**THE REQUEST**
Rewrite the lines of the material, starting at the one containing "Kindly outline every instance of the yellow" and ending at the one containing "123], [160, 124]]", with "yellow safety vest" changed to "orange safety vest" and nothing else altered. Return only those lines.
+ + + + +
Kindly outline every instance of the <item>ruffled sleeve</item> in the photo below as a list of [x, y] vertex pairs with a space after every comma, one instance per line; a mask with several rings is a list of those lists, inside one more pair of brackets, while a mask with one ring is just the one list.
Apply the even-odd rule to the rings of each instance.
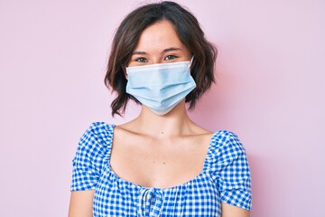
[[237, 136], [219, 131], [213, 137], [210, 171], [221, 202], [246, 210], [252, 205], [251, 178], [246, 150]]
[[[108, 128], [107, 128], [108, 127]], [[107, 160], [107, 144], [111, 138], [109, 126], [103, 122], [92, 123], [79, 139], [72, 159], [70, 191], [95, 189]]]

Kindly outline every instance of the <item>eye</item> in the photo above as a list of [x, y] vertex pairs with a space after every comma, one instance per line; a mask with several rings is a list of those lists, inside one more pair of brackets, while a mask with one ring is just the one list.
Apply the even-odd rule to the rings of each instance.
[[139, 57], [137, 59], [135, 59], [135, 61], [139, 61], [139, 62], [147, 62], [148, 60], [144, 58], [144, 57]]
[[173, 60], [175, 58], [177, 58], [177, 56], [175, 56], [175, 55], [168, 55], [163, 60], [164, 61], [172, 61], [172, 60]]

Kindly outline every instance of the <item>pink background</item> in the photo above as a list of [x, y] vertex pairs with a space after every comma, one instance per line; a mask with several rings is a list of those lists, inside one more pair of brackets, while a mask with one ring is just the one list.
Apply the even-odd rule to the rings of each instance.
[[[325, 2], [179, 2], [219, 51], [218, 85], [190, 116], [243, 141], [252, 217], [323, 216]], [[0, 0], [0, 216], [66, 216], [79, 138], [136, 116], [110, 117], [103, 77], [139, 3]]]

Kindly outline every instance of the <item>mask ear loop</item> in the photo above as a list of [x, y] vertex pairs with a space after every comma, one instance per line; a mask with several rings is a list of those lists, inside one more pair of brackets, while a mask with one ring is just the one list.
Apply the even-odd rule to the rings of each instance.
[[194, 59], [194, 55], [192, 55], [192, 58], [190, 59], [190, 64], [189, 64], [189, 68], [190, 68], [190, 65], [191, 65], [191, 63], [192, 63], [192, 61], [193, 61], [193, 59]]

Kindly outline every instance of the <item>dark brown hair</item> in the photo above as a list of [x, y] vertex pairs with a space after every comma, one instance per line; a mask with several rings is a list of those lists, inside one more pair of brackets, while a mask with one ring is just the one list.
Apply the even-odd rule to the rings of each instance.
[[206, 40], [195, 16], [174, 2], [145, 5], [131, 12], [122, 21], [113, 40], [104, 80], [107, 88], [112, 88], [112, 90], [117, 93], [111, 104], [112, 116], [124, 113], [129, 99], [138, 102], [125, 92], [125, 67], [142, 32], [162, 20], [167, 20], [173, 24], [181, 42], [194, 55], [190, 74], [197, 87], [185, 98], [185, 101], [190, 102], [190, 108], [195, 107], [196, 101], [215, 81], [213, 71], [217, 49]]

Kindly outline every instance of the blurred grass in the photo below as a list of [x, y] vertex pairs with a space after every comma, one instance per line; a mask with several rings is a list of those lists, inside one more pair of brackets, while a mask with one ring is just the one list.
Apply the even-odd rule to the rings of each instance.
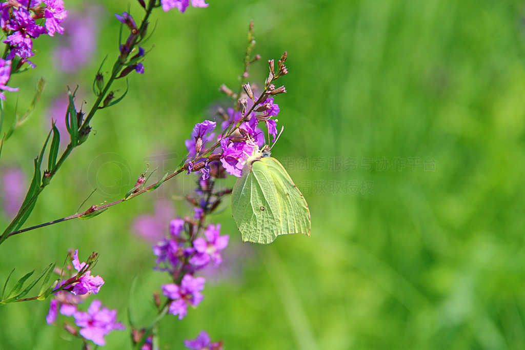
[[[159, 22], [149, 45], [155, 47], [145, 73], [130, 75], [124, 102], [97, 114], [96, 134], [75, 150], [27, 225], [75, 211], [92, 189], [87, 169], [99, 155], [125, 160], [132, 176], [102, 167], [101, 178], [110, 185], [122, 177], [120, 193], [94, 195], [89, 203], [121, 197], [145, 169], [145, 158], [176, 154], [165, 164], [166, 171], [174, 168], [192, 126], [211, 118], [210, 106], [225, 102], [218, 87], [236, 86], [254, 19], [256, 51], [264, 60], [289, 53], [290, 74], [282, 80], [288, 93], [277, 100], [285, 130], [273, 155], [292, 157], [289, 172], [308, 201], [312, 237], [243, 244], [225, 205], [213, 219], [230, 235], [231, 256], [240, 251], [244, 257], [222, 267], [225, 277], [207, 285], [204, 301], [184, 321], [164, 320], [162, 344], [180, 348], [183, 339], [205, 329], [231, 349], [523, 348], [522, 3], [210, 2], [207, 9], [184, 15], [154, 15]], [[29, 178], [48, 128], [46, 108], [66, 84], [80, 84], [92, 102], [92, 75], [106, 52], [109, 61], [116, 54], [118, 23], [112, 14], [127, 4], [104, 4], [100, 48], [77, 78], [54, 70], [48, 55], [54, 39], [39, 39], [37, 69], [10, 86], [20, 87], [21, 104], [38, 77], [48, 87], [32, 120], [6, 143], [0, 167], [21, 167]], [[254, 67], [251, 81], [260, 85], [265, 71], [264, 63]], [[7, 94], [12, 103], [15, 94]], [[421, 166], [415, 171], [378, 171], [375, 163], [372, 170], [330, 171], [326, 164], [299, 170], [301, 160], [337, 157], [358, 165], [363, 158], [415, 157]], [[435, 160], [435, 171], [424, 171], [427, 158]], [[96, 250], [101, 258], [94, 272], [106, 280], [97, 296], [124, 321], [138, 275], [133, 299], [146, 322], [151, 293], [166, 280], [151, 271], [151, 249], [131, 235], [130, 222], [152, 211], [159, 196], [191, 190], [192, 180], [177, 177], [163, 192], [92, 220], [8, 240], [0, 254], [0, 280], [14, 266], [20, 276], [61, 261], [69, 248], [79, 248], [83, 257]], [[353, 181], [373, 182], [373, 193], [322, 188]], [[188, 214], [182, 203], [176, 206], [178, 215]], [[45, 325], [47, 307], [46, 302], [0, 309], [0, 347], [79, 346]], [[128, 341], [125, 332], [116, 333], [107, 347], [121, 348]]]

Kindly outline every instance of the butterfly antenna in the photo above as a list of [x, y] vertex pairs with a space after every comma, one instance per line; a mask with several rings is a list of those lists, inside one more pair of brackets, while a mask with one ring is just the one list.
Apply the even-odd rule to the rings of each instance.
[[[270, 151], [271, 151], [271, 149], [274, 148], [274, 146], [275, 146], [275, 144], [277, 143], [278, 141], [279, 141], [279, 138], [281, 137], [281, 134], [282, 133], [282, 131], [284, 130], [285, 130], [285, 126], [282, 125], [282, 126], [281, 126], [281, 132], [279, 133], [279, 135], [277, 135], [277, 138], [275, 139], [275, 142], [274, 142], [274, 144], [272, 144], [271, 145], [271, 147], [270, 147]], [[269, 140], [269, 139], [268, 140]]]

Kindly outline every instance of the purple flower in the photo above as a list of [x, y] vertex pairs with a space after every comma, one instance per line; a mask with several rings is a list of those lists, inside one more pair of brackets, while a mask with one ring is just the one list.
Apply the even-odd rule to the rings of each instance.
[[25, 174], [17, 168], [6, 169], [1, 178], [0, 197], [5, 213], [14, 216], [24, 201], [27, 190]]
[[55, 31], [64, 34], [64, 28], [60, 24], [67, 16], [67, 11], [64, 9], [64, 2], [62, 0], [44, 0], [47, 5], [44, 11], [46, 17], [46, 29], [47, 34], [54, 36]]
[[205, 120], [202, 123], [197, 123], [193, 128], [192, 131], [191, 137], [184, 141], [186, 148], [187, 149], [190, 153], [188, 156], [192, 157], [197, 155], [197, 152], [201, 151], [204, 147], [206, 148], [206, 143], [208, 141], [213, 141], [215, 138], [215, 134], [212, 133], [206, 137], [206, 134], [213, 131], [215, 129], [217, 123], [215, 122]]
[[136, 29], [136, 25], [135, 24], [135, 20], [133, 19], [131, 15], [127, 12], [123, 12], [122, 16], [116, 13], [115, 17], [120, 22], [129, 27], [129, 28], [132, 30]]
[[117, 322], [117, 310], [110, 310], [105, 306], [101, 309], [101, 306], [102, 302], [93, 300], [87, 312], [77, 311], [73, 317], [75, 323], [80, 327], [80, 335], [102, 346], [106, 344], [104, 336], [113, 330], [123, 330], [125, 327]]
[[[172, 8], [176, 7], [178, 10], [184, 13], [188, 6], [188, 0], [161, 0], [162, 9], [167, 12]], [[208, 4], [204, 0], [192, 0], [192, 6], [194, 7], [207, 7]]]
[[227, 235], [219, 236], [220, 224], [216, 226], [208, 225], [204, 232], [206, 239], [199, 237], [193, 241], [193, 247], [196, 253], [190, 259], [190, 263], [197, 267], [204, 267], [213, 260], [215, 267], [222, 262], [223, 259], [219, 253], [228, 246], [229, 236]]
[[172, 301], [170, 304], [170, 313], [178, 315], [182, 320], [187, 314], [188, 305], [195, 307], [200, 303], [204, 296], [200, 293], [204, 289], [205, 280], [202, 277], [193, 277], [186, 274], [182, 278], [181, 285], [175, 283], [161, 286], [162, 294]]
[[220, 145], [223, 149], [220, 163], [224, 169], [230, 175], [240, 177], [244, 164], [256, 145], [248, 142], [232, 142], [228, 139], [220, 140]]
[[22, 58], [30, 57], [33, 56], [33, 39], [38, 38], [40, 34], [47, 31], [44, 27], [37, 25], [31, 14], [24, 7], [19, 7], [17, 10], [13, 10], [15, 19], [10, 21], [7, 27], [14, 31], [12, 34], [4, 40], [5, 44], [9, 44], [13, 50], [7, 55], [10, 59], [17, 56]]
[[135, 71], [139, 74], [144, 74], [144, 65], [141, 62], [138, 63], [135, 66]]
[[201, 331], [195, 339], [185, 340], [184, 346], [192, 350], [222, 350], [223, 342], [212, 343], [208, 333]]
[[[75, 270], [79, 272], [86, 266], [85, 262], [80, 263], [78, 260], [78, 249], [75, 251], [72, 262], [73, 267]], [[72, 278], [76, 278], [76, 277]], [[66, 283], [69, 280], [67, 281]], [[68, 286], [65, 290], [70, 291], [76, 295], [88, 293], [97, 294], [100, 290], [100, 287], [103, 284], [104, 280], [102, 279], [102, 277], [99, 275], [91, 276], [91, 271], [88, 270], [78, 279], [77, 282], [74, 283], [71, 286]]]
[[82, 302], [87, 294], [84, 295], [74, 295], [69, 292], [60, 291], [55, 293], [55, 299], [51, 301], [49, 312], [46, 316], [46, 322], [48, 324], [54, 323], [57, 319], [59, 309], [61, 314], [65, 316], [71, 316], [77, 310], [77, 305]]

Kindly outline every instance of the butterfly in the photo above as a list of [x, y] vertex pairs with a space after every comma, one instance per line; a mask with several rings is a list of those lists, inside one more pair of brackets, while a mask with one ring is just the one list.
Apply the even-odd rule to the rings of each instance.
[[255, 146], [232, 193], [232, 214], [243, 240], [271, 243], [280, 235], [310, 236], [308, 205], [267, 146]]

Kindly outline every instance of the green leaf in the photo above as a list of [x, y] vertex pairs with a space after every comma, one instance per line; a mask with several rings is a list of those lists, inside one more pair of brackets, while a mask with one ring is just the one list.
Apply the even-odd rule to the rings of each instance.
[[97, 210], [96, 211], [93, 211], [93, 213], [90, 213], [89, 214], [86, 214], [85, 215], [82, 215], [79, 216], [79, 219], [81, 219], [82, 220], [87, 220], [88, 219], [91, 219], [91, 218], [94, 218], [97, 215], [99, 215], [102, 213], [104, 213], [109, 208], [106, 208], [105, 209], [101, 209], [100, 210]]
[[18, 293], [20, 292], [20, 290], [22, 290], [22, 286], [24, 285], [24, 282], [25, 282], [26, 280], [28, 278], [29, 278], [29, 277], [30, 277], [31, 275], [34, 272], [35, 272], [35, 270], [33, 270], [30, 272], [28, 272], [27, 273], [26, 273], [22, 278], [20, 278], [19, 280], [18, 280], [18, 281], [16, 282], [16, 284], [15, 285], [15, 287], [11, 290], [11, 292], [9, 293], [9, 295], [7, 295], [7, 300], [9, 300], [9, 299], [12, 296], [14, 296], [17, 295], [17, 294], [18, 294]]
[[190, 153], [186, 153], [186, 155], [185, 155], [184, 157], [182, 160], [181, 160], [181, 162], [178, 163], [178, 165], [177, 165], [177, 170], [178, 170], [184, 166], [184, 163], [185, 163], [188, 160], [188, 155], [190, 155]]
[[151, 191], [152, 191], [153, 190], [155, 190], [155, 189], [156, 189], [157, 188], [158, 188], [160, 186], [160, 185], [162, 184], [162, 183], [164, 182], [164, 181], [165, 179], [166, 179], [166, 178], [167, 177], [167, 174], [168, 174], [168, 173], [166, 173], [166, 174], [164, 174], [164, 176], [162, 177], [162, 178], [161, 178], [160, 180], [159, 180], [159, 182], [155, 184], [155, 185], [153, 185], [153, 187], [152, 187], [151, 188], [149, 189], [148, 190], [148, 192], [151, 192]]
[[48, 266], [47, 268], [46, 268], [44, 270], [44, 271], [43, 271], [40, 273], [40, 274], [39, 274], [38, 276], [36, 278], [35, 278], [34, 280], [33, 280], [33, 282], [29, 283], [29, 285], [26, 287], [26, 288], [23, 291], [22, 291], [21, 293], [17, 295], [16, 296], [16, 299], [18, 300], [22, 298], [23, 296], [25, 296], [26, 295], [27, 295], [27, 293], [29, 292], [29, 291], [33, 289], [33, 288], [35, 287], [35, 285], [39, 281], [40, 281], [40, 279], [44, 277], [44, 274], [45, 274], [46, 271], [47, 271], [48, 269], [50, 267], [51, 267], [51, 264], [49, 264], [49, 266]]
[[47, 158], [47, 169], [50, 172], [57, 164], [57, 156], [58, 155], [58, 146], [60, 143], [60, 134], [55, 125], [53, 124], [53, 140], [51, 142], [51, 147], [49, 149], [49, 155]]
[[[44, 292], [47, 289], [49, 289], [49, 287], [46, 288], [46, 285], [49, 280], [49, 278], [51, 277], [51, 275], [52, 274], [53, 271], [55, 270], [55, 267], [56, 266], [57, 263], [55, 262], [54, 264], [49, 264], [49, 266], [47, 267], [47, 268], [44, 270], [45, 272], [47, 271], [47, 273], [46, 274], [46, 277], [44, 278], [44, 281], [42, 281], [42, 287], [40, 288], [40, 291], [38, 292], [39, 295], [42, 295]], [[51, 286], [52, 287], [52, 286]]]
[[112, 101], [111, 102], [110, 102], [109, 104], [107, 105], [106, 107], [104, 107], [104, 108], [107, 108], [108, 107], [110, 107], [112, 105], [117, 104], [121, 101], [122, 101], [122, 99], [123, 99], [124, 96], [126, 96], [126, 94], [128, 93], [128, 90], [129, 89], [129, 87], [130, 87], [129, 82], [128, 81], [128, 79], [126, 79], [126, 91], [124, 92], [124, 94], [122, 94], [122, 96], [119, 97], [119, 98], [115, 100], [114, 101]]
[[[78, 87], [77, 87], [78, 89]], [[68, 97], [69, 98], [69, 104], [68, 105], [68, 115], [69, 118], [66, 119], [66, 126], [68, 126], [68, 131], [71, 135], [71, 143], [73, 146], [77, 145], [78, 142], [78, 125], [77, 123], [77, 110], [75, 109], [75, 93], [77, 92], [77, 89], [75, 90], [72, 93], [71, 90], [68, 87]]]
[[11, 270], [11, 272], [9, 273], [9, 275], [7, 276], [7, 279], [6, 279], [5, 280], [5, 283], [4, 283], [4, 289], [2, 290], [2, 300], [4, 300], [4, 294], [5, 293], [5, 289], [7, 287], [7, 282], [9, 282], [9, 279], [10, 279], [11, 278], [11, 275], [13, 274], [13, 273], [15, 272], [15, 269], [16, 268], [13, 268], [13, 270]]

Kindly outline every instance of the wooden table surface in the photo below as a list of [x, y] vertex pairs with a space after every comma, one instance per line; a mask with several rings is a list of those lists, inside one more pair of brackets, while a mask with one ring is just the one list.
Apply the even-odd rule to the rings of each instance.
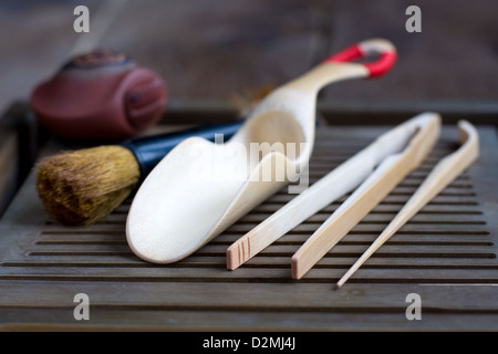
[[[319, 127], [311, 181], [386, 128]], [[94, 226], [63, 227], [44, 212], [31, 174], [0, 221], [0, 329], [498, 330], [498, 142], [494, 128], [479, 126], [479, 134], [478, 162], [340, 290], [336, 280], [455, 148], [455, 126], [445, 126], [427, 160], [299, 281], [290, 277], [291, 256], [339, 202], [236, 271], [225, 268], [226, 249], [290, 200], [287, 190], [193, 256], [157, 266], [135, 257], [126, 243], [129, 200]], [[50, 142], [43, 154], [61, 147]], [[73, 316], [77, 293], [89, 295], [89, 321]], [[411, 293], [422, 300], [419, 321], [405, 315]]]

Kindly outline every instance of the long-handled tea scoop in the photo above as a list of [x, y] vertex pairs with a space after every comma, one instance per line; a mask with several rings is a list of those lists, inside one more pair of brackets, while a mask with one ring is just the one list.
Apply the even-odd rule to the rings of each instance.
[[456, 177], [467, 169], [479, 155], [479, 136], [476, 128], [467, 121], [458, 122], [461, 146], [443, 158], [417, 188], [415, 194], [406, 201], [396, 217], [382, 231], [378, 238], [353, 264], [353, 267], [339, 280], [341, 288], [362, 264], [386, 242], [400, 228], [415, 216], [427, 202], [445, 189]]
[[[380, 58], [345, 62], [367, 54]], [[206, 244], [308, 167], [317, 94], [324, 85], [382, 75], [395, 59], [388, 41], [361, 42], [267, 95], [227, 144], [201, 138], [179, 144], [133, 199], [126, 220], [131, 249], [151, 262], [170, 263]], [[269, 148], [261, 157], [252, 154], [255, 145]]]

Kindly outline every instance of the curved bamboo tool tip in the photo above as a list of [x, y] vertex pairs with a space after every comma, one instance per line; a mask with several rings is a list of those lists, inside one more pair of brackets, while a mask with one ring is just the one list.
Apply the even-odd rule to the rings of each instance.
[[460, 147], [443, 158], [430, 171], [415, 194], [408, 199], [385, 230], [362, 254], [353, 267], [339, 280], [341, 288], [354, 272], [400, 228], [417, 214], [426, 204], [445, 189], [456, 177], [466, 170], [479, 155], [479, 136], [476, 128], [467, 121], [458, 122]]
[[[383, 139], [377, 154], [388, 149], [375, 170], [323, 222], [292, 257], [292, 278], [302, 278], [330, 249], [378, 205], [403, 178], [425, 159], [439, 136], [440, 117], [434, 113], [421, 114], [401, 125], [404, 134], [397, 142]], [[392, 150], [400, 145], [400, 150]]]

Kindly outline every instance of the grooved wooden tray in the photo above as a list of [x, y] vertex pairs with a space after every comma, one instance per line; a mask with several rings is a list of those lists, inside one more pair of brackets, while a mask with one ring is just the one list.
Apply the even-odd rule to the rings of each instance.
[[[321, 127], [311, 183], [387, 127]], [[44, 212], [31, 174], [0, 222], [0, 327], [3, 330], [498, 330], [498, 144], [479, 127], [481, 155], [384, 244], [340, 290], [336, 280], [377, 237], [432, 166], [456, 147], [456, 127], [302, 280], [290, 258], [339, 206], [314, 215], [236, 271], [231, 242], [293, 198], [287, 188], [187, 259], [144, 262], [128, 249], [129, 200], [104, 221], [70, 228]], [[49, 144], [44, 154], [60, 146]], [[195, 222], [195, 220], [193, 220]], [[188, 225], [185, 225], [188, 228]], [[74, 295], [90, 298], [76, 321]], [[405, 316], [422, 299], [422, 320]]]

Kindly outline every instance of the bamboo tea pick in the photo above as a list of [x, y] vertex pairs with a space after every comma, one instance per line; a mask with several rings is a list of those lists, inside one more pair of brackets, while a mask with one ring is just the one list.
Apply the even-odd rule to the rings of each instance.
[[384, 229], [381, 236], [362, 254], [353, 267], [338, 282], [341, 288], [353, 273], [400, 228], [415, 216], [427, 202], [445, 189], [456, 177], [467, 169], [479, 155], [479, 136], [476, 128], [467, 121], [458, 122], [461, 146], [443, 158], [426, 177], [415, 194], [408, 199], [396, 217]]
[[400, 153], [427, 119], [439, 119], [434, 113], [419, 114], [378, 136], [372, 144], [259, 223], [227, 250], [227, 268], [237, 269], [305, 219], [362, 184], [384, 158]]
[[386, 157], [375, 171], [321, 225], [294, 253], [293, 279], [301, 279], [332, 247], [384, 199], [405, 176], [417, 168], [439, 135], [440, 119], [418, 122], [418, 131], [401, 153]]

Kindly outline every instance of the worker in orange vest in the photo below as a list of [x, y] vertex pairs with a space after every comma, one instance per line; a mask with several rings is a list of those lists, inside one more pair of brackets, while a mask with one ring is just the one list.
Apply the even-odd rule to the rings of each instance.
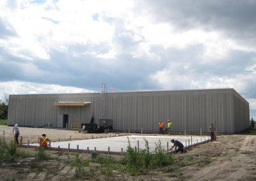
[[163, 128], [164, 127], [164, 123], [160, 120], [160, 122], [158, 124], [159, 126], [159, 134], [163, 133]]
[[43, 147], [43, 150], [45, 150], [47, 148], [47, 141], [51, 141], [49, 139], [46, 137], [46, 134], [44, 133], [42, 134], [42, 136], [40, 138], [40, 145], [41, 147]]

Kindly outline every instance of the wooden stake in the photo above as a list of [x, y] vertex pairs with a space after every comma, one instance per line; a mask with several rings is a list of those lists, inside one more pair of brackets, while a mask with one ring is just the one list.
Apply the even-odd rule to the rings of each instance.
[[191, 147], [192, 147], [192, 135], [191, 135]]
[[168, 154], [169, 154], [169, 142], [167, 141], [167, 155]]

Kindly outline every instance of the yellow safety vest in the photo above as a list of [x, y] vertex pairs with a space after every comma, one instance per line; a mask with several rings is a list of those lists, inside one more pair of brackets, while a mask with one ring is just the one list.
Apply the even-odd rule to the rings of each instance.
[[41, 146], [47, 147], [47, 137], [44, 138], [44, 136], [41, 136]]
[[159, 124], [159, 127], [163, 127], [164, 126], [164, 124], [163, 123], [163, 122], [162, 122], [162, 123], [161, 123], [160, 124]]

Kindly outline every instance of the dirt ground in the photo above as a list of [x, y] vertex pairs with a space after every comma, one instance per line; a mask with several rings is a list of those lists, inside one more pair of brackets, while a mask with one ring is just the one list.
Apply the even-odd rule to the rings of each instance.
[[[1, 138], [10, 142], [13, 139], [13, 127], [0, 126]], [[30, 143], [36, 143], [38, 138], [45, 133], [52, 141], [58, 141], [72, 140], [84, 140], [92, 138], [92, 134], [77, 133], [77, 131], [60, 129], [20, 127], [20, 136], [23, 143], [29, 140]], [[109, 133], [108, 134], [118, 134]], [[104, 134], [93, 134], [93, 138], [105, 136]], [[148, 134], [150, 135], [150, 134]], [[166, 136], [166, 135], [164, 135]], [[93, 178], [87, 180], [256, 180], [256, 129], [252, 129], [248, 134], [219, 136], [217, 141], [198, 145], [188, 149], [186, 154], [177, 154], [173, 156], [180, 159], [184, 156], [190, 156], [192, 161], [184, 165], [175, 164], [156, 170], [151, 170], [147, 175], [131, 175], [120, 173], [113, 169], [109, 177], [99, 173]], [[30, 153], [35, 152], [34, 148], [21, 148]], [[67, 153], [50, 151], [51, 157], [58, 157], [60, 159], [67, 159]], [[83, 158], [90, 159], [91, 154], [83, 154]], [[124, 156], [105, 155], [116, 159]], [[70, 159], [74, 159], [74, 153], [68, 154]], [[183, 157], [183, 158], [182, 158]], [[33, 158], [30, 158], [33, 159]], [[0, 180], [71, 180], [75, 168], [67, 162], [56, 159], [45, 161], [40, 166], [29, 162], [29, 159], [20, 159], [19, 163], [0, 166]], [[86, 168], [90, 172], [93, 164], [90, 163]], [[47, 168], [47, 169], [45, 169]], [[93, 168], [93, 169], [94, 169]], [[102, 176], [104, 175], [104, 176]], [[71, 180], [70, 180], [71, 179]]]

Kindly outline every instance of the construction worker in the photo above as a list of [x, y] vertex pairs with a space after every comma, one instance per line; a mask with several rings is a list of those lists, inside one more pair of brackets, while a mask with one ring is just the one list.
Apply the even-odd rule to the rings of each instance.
+ + + + +
**WRITTEN RESPONSE**
Kindly outline every instance of the orange safety vest in the photo above as a list of [x, y] vertex pairs with a space after every comma, one instance per line; a mask with several rings is a list of those lists, inside one more pair of brackets, while a mask with one ring is just the one list.
Apply the even-odd rule to the rings of each instance.
[[41, 146], [47, 147], [47, 137], [44, 138], [44, 136], [41, 136]]
[[159, 124], [159, 127], [163, 127], [164, 126], [164, 124], [163, 123], [163, 122], [162, 122], [162, 123], [161, 123], [160, 124]]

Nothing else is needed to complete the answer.